▶ [WHAT YOU ARE ASKED TO DO] Return the full set of entries precisely. Do not carry over any pictures.

[Dataset entries]
/---

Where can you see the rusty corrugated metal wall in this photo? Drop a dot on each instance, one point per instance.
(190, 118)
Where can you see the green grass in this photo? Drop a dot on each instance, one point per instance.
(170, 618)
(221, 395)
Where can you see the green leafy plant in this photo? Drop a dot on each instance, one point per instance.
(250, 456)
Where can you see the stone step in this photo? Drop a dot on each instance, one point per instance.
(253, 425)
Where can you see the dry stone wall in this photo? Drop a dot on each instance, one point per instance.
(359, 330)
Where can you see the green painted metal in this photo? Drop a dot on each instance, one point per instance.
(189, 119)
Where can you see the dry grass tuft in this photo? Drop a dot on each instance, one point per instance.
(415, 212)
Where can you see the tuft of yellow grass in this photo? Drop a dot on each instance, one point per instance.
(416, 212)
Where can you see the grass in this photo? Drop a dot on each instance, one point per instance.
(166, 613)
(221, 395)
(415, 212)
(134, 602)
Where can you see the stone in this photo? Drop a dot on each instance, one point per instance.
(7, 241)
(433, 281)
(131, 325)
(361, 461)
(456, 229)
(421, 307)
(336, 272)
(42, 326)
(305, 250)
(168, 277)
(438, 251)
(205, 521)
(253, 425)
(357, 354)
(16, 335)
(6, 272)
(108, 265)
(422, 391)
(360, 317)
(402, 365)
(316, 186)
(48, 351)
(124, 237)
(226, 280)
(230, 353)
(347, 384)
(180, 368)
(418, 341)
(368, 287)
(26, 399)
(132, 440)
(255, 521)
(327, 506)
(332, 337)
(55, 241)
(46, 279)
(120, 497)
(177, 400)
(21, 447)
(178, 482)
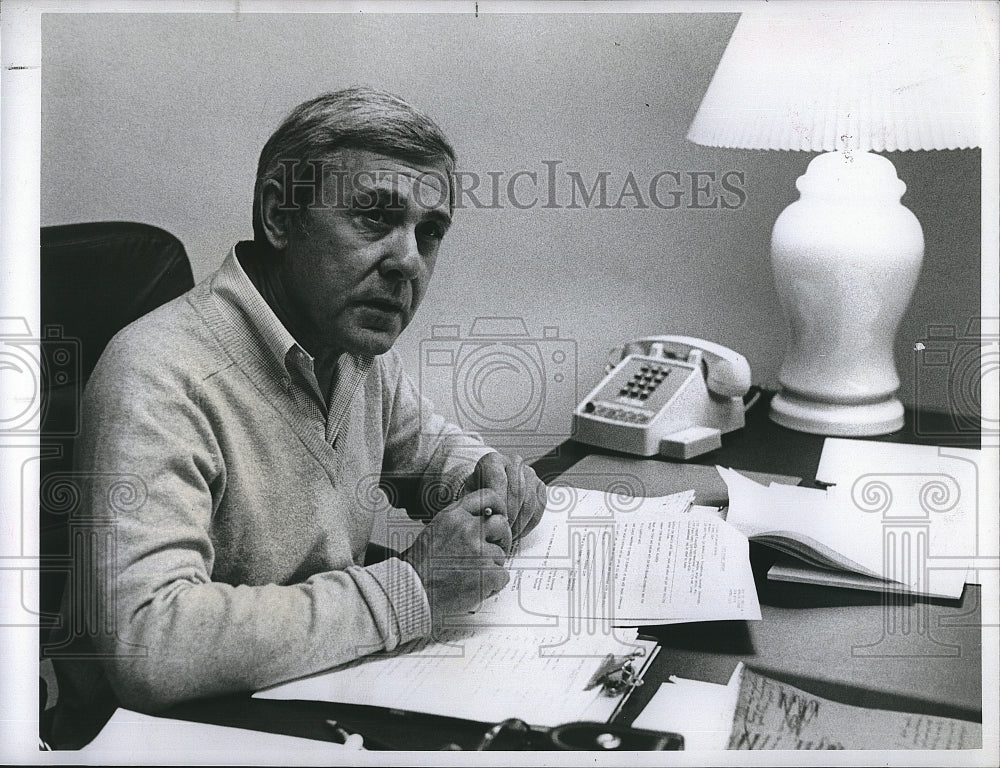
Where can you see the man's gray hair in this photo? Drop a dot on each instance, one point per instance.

\---

▶ [EXPECTED ANSWER]
Where can you see the rusty corrugated metal wall in this photo? Drop a dot on each instance, one point per instance.
(190, 118)
Where can you see the green grass in this photo? Drop a dot on each instance, one point per instance.
(170, 618)
(221, 395)
Where can you see the green leafy plant in this photo? Drop a dot on each instance, one point per instance.
(250, 456)
Where can you see the stone step in this photo? Drop a dot on each instance, one point per instance.
(253, 425)
Where can you see the dry stone wall in this photo? Drop a dot on each instance, one point per instance.
(359, 330)
Where can you see the green painted metal in this photo? Drop a dot on each instance, one point per instance.
(189, 119)
Where can you see the dry grass tuft in this photo? Drop a dot on each instance, one point per instance.
(415, 212)
Where can you see the tuft of yellow grass in this photo? Drop a dot on each instance, one point per instance.
(416, 212)
Where can you see the grass in this photo? Drop a dot on each instance, one point per instance.
(166, 613)
(221, 395)
(415, 212)
(134, 602)
Where can you see the stone in this photo? Drop a dot on each instance, one point per instance.
(7, 241)
(433, 281)
(131, 325)
(361, 461)
(456, 229)
(421, 307)
(336, 272)
(42, 326)
(305, 250)
(168, 277)
(438, 251)
(205, 521)
(253, 425)
(357, 354)
(16, 335)
(6, 272)
(108, 265)
(422, 391)
(360, 317)
(402, 365)
(316, 186)
(48, 351)
(124, 237)
(226, 280)
(230, 353)
(347, 384)
(180, 368)
(418, 341)
(368, 287)
(26, 399)
(132, 440)
(255, 521)
(327, 506)
(332, 337)
(55, 241)
(46, 279)
(120, 497)
(177, 400)
(21, 447)
(178, 482)
Where can you see the man's gray hair in this photo? Drop a dot on each instance, one point per instance.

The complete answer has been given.